Object detection data:

[START]

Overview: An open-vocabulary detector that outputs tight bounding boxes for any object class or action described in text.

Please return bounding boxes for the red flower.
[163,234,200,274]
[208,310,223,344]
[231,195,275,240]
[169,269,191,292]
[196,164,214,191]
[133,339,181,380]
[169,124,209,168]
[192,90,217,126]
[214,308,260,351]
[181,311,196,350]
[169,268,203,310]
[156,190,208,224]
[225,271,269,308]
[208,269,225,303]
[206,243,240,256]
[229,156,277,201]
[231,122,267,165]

[END]

Stated exercise: Pull out each line of the records that contains the word "bounding". Case counts.

Reply to the task:
Overview: An open-vocabulary detector that outputs tight bounding boxes for any object class or action described in text.
Please return bounding boxes for the red flower.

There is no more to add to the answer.